··· TEXTO ELEGIDO

Es triste decirlo pero es la cruda realidad que se vive en Venezuela, o mejor dicho que vivimos los asalariados, con particular gravedad quienes laboramos para la administración pública y percibimos algo más que un sueldo mínimo. Y no se puede hacer referencia a un sueldo como tal, considerando que con el mísero ingreso que recibimos cada quincena, a duras penas podemos comprar algunos alimentos y poco más. Un salario, aunque sea el mínimo, debería al menos satisfacer en parte ciertas necesidades materiales, sociales e intelectuales tanto del trabajador como de su familia más cercana (como sus hijos); debería equivaler aproximadamente al costo de la canasta básica, según se expone en la propia constitución venezolana, específicamente en el artículo 91.
Entonces, ¿cómo se puede denominar al ingreso que percibimos los asalariados en Venezuela? Sin lugar a dudas se trata de una especie de colaboración que dan los patronos del sector público y del privado a los explotados de turno; una miserable “limosna” que aquellos justifican (irracional y perversamente), hoy día, por los efectos económicos de la pandemia por COVID-19, derivados de la cuarentena y la semiparalización económica global. Pudiera incluso señalarse, sin exagerar, que somos algo así como unos indigentes laborales, que trabajamos no para vivir con dignidad, sino para sobrevivir como mejor podamos. Ciertamente hay una situación económica extremadamente compleja tanto en Venezuela como en el resto del mundo, pero ni la élite política ni el alto empresariado de la nación caribeña, sufren de manera relevante las consecuencias negativas de la crisis global, que sí recaen con todo su peso sobre los pobres.
De manera que en Venezuela, un país rico en recursos de todo tipo, irónicamente la mayoría de su población vive en situación de pobreza y de miseria, percibiendo los asalariados no un sueldo como tal sino una especie de colaboración mísera, que no alcanza ni de cerca para satisfacer las necesidades básicas del trabajador y de su familia más cercana. Vivimos prácticamente en la indigencia aún como fuerza productiva, mientras que el alto funcionariado público exige nuestro sacrificio económico, en nombre de una seudorevolución en tiempos de coronavirus, con la pandemia de COVID-19 como excusa nefasta. Funcionariado para el que el artículo 91 de la constitución importa nada o casi nada, debido obviamente a que no ve afectado su bolsillo, tanto por sus ingresos salariales como por las entradas derivadas de diversas actividades oscuras e ilícitas.
Por cierto, ya que dicho artículo representa un derecho constitucional de los trabajadores en Venezuela, incumplido y violado abiertamente, no es descabellado introducir una demanda masiva laboral contra el Gobierno de Maduro, actual dirigente del Estado venezolano. En tal sentido ya algunos han planteado llevar a cabo este procedimiento jurídico, si bien es poco probable un resultado exitoso en el marco burgués del sistema judicial.

······

▶ [ORDEN DE TRABAJO 1]:
En el texto sobre los salarios en Venezuela, ¿a qué debería equivaler aproximadamente un salario?
▶ [ORDEN DE TRABAJO 2]:
Transcribe del texto sobre los salarios en Venezuela el trozo que arranca en "Por cierto, ya" y acaba en "del sistema judicial.".

··· DATOS ENTREGADOS

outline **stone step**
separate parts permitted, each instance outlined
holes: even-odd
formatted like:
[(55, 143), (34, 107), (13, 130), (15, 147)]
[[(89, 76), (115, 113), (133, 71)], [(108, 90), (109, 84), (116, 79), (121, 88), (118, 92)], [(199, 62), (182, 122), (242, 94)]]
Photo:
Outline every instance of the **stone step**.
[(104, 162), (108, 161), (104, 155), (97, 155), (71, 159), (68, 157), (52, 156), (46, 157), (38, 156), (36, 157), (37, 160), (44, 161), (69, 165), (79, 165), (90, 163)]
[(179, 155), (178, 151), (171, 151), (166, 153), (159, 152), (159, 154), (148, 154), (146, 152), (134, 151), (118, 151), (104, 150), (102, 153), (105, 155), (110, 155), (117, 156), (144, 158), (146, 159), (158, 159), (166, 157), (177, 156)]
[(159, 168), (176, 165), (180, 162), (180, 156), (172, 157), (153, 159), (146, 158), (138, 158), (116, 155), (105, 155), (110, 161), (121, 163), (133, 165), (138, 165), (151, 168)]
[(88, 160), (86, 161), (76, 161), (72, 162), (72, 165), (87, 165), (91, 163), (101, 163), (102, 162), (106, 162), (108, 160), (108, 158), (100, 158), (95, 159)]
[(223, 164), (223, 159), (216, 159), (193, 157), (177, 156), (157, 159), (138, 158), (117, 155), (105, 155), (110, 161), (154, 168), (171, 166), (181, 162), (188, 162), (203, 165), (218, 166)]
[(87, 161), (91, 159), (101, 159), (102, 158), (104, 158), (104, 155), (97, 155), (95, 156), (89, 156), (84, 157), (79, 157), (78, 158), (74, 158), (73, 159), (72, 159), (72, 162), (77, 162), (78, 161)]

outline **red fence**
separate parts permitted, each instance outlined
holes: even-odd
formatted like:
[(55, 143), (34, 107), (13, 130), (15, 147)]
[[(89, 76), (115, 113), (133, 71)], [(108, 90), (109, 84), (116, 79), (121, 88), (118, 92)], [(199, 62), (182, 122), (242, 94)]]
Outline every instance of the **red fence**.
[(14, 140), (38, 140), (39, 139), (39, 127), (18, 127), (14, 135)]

······

▶ [RESPUESTA ESCRITA 1]:
Al costo de la canasta básica.

▶ [RESPUESTA ESCRITA 2]:
Por cierto, ya que dicho artículo representa un derecho constitucional de los trabajadores en Venezuela, incumplido y violado abiertamente, no es descabellado introducir una demanda masiva laboral contra el Gobierno de Maduro, actual dirigente del Estado venezolano. En tal sentido ya algunos han planteado llevar a cabo este procedimiento jurídico, si bien es poco probable un resultado exitoso en el marco burgués del sistema judicial.